Look through the entries below for the line that contains "Target: cupped hand", then set down that line and each one after it exactly, through the last.

*** Opening of The input ***

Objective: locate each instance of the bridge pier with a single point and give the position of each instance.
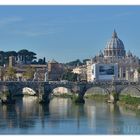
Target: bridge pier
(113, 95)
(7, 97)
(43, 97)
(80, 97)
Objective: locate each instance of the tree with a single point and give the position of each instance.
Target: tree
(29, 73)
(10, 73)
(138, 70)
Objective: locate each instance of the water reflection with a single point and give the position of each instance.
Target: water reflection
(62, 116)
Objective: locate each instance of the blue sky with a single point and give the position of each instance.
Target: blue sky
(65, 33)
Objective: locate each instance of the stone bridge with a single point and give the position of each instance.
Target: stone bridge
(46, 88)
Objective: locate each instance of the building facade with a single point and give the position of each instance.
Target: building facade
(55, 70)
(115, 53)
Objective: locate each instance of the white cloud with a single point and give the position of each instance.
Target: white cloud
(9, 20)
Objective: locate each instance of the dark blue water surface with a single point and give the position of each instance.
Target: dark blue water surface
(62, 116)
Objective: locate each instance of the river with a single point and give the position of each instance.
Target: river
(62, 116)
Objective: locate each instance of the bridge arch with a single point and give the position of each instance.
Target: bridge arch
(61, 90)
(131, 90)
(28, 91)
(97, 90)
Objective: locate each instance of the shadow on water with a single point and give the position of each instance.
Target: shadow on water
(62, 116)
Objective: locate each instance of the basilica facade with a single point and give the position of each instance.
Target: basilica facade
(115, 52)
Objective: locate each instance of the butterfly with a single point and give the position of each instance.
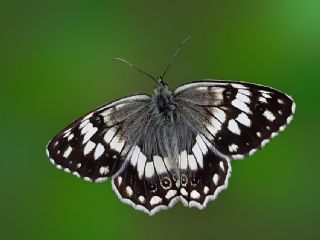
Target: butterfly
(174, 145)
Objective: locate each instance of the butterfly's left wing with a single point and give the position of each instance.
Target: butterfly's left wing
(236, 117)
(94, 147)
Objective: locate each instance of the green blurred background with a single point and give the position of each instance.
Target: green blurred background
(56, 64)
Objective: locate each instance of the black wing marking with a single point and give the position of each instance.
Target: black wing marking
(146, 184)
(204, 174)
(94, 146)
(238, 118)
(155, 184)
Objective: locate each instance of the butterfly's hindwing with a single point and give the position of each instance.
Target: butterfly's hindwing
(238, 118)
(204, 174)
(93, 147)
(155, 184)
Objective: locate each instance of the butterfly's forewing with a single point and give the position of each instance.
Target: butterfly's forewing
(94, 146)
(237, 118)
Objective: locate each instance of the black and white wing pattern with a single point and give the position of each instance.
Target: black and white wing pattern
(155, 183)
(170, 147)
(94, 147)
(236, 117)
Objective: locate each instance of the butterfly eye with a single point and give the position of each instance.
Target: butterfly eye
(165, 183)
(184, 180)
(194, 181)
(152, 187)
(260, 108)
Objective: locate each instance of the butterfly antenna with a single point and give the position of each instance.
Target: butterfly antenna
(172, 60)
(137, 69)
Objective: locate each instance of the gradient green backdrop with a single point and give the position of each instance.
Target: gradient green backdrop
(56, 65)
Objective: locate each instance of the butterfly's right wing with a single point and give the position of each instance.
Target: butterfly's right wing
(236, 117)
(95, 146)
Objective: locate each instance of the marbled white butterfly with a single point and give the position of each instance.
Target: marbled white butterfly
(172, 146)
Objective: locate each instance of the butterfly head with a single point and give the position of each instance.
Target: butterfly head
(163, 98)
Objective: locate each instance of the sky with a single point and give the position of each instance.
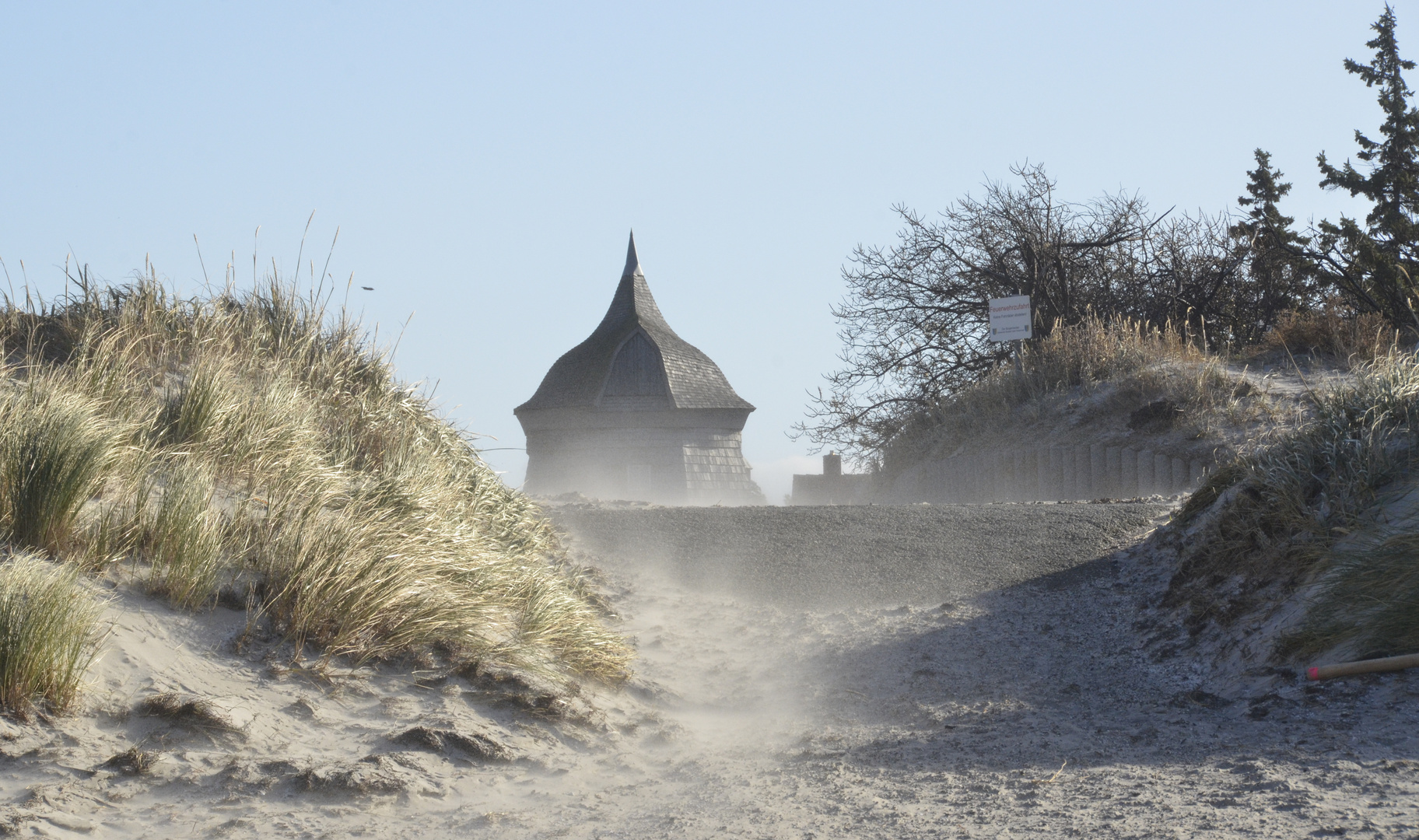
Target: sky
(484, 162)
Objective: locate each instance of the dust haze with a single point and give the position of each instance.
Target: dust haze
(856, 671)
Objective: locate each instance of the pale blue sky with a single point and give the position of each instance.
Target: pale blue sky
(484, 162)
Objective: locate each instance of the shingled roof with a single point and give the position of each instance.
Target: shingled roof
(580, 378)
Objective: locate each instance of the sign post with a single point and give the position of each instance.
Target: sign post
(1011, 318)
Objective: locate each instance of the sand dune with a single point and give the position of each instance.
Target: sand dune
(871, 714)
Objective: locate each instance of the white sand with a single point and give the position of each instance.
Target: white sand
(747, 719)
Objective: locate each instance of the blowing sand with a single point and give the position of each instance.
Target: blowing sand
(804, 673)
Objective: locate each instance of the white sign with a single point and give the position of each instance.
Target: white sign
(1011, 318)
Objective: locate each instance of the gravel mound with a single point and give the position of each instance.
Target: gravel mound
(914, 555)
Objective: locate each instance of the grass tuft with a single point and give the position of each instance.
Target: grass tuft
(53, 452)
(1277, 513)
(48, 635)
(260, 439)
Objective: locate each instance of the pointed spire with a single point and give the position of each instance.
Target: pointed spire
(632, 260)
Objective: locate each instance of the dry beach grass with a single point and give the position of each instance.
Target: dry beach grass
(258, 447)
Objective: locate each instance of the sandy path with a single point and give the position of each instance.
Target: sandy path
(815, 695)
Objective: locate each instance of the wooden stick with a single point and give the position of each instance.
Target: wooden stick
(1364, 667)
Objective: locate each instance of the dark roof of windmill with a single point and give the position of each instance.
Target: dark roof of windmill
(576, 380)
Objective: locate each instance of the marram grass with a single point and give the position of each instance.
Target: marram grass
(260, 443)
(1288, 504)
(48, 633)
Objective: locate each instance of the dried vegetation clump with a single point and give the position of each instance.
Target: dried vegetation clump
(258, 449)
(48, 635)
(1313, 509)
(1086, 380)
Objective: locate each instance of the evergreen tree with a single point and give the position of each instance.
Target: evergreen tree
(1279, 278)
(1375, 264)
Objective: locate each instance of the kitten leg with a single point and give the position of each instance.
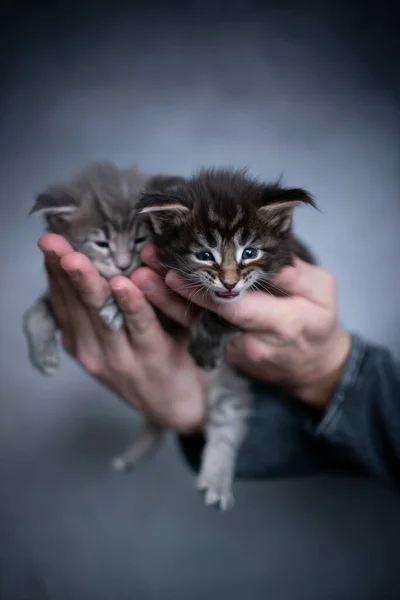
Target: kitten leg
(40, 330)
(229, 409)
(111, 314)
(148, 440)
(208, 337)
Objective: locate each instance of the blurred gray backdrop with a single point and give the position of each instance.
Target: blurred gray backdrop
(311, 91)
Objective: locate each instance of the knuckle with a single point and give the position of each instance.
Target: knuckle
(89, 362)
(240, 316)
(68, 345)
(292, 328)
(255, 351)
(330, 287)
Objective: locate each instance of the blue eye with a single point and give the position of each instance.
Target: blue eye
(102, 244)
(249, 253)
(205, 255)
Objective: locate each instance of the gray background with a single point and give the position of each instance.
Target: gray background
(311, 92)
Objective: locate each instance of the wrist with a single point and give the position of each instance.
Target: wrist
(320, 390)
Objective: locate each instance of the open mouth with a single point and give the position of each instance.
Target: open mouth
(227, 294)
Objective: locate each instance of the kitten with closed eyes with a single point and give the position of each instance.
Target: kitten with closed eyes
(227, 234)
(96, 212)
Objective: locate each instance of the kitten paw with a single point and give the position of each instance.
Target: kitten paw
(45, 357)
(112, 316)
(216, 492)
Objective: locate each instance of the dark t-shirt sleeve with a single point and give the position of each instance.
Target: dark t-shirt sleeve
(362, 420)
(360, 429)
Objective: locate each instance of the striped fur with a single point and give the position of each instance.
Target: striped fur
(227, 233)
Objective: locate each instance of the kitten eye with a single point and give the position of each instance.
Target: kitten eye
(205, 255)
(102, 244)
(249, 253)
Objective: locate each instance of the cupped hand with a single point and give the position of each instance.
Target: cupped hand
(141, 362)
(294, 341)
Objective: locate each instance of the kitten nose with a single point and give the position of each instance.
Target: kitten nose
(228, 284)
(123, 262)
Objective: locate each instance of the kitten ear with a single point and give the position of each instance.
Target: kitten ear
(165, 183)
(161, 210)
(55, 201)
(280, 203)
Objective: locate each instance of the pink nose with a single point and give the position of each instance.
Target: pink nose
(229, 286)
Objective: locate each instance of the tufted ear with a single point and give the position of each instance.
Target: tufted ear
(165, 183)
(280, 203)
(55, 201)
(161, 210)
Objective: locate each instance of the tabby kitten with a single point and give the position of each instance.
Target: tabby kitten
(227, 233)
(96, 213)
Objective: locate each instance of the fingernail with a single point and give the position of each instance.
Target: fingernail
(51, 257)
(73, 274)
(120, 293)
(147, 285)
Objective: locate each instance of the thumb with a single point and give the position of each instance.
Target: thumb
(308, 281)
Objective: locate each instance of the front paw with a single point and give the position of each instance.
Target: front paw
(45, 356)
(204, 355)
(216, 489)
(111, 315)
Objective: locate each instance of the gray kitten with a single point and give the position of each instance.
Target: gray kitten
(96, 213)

*** Close of The input ***

Answer to this problem:
Target: cupped hand
(141, 362)
(294, 341)
Objective: locate each instance of the kitten nose with a single point and give the position of each instance.
Target: kitten nose
(228, 284)
(123, 262)
Objective: locate each instance of the kitten ear with a single point and give the position of each instance.
Target: kitten ear
(165, 183)
(161, 210)
(55, 201)
(280, 203)
Objective: locate each instance of the pink nose with a single point and give the position of each instance.
Target: pink nose
(229, 286)
Objective: locate each instance of the tufted ear with a single point and give the position of each instance.
Target: tufted ear
(165, 183)
(280, 203)
(55, 201)
(161, 210)
Objective: locate each instance of the tabby kitten with a single point and give the position of each instance.
Target: tabby kitten
(227, 233)
(96, 213)
Objective: locate each instance of the fingernail with a single point and give the position of each instance.
Target: fingernail
(51, 257)
(73, 274)
(120, 293)
(147, 285)
Objective: locate each instance of the thumb with a single point and give the position of each instance.
Target: thumb
(308, 281)
Objective: locate each instance of the front paw with a single point and give the position of each instance.
Target: front paw
(45, 356)
(204, 355)
(216, 489)
(111, 315)
Objective: locate each instance of the gray kitten with a single point and give the position of each instance.
Target: gray kitten
(96, 213)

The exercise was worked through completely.